Records from a data source:
## START
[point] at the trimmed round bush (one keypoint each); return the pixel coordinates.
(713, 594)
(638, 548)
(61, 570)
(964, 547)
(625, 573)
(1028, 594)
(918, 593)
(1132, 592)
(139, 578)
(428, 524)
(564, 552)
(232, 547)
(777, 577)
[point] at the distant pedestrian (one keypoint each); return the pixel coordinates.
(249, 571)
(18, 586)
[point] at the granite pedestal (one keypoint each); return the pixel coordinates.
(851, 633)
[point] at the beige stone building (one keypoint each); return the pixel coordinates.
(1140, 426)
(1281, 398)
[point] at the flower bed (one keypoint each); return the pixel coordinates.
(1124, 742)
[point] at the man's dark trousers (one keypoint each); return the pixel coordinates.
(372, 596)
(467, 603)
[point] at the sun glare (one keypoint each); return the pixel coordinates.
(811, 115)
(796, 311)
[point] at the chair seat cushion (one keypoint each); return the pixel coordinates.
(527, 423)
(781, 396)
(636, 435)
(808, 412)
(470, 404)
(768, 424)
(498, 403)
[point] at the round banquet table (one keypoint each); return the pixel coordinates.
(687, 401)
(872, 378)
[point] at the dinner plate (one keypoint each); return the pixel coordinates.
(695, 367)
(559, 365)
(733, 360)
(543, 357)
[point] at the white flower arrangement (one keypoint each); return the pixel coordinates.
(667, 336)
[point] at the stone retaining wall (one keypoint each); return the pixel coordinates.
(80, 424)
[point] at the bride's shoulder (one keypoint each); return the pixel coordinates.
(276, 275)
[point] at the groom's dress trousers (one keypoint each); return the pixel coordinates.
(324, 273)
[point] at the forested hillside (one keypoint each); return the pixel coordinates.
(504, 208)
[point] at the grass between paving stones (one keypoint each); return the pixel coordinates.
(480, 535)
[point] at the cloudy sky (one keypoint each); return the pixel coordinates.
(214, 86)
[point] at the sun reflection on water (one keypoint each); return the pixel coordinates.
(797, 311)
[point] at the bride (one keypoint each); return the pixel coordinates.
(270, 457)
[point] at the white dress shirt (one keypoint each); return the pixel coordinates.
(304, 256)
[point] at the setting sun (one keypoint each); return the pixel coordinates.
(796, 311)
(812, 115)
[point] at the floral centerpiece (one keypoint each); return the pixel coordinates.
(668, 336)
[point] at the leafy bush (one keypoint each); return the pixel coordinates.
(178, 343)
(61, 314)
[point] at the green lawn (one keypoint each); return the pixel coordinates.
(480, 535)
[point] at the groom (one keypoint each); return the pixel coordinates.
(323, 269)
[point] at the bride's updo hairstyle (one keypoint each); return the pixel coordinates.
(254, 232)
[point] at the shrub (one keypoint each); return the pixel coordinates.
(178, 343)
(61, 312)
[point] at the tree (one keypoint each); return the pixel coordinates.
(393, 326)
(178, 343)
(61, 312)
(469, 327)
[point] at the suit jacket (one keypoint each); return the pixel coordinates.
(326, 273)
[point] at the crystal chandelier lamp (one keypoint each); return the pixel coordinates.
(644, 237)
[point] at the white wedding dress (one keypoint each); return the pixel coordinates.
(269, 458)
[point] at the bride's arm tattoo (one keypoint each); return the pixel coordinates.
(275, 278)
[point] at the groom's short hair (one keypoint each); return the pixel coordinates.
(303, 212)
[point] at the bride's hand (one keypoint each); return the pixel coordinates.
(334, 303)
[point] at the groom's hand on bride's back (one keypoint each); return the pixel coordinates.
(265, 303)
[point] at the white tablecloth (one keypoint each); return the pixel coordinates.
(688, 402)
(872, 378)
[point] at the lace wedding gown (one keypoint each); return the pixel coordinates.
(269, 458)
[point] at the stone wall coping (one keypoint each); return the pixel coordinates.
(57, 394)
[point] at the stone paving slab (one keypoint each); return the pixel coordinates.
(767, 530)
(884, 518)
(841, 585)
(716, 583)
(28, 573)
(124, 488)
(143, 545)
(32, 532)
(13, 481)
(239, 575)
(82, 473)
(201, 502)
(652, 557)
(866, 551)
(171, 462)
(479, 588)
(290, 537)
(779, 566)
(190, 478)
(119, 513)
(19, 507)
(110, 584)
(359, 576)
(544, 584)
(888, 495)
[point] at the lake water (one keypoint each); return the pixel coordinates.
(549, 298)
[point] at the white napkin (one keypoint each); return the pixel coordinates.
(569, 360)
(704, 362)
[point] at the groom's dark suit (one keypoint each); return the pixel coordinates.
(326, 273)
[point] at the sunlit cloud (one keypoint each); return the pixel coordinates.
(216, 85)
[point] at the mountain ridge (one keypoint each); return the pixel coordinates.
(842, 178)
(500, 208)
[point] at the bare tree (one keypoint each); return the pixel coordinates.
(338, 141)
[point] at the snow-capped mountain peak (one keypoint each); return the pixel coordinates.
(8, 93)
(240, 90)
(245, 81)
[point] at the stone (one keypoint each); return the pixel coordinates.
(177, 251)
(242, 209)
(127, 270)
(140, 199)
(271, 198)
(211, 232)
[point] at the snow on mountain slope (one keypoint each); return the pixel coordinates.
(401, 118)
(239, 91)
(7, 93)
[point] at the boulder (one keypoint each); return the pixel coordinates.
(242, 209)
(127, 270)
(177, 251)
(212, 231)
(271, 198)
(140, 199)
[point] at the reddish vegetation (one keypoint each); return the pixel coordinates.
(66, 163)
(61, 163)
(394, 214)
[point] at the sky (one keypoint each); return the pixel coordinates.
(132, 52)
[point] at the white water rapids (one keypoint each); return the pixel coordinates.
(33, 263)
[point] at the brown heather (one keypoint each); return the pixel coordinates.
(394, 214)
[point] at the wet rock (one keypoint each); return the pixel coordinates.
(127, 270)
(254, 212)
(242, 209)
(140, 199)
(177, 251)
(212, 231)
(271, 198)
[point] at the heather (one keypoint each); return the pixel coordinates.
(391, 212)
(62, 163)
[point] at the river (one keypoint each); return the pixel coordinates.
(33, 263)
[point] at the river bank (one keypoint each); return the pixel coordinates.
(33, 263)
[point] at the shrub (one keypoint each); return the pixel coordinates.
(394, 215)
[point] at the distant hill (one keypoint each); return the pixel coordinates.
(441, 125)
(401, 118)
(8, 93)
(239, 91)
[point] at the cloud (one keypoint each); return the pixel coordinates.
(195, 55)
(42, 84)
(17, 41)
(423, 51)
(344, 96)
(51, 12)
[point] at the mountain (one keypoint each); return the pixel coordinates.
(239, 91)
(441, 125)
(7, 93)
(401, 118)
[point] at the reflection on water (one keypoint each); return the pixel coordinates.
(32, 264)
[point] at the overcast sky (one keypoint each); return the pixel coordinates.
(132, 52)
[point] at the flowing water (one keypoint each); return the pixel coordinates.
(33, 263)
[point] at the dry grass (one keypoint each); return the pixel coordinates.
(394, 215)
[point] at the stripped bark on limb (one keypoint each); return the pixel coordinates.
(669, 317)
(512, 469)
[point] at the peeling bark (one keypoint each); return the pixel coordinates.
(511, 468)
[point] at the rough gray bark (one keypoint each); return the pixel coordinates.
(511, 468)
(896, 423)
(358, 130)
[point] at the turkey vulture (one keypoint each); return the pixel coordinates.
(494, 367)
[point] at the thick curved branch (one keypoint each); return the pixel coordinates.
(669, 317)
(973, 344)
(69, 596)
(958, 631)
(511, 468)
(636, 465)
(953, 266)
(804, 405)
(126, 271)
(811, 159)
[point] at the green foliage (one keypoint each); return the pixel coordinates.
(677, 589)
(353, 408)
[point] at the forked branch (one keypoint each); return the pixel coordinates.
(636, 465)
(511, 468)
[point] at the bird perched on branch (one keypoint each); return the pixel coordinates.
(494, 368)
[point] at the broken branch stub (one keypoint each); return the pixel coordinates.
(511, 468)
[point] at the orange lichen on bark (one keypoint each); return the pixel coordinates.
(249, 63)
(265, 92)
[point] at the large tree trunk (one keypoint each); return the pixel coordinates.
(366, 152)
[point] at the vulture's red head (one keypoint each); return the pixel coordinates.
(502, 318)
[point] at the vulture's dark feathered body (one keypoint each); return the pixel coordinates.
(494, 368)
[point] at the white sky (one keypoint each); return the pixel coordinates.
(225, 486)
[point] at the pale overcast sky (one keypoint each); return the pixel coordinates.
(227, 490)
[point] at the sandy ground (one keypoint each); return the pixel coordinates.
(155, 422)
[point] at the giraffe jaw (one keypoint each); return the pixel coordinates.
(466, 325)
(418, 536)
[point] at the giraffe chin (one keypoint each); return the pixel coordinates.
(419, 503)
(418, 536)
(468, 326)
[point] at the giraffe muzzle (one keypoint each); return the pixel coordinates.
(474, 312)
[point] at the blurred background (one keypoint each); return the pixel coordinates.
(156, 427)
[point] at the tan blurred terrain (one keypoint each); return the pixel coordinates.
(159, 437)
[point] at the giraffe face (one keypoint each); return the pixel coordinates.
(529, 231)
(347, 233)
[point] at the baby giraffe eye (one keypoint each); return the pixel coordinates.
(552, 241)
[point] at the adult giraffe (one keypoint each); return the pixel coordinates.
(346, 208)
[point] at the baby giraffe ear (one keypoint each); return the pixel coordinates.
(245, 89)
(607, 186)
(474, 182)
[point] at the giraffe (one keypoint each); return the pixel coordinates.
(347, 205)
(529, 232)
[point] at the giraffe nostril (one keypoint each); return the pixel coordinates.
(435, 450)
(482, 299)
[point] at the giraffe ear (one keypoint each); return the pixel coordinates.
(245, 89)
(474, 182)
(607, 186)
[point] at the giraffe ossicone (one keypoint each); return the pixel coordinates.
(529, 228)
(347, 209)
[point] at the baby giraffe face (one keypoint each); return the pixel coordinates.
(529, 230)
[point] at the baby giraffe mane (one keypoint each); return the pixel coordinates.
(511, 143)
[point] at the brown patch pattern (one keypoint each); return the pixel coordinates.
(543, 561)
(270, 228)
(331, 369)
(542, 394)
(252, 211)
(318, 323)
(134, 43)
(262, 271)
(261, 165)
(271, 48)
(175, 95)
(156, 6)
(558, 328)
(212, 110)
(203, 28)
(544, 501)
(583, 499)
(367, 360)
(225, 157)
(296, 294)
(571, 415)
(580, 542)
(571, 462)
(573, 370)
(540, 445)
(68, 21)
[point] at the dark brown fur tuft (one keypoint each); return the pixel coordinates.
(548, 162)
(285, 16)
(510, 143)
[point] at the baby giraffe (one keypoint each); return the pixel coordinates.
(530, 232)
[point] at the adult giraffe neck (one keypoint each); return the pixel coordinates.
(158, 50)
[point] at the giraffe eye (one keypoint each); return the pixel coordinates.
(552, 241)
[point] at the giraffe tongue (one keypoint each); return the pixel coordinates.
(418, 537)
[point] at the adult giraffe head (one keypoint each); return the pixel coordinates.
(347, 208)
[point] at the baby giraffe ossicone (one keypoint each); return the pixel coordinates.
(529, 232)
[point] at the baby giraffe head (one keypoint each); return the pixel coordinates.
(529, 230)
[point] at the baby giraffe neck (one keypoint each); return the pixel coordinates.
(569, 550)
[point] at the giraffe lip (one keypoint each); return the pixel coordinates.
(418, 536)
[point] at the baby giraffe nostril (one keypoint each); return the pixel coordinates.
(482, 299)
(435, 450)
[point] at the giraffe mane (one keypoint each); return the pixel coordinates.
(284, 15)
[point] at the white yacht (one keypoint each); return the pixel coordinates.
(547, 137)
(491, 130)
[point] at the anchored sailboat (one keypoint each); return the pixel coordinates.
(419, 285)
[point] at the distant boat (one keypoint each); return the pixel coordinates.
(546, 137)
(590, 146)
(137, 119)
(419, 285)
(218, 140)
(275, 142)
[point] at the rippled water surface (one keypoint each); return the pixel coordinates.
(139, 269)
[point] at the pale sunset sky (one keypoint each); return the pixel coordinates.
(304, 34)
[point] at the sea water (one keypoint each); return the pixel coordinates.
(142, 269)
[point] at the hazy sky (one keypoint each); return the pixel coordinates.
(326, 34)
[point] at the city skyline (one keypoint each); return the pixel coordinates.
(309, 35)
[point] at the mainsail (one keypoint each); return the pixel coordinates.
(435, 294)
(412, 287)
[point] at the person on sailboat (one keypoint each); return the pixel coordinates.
## END
## WHAT IS EXPECTED:
Only the lines from the one containing "[point] at the giraffe mane" to the end of the records should be repeated, exactly as they appear.

## ANSWER TO THIS PROBLEM:
[point] at the giraffe mane (one keypoint each); return the pixel coordinates.
(284, 15)
[point] at the white yacht (one keypoint each); return the pixel coordinates.
(547, 137)
(491, 130)
[point] at the anchored sailboat (one keypoint each); return the pixel coordinates.
(419, 285)
[point] at the distant boat (one keypoint each); return the pixel coordinates.
(546, 137)
(590, 146)
(137, 119)
(419, 285)
(218, 140)
(275, 142)
[point] at the rippled water surface (one keypoint each); return the pixel coordinates.
(139, 269)
[point] at the pale sunset sky (one keypoint each); return the pixel coordinates.
(304, 34)
[point] at the sea water (one keypoint each); return the pixel coordinates.
(142, 269)
[point] at the hazy sky (one keypoint each); return the pixel coordinates.
(326, 34)
[point] at the city skyline (one keypoint each); return the pixel coordinates.
(309, 35)
[point] at the mainsail (one keypoint each); return the pixel coordinates.
(435, 294)
(412, 287)
[point] at the person on sailboat (one keypoint each); return the pixel coordinates.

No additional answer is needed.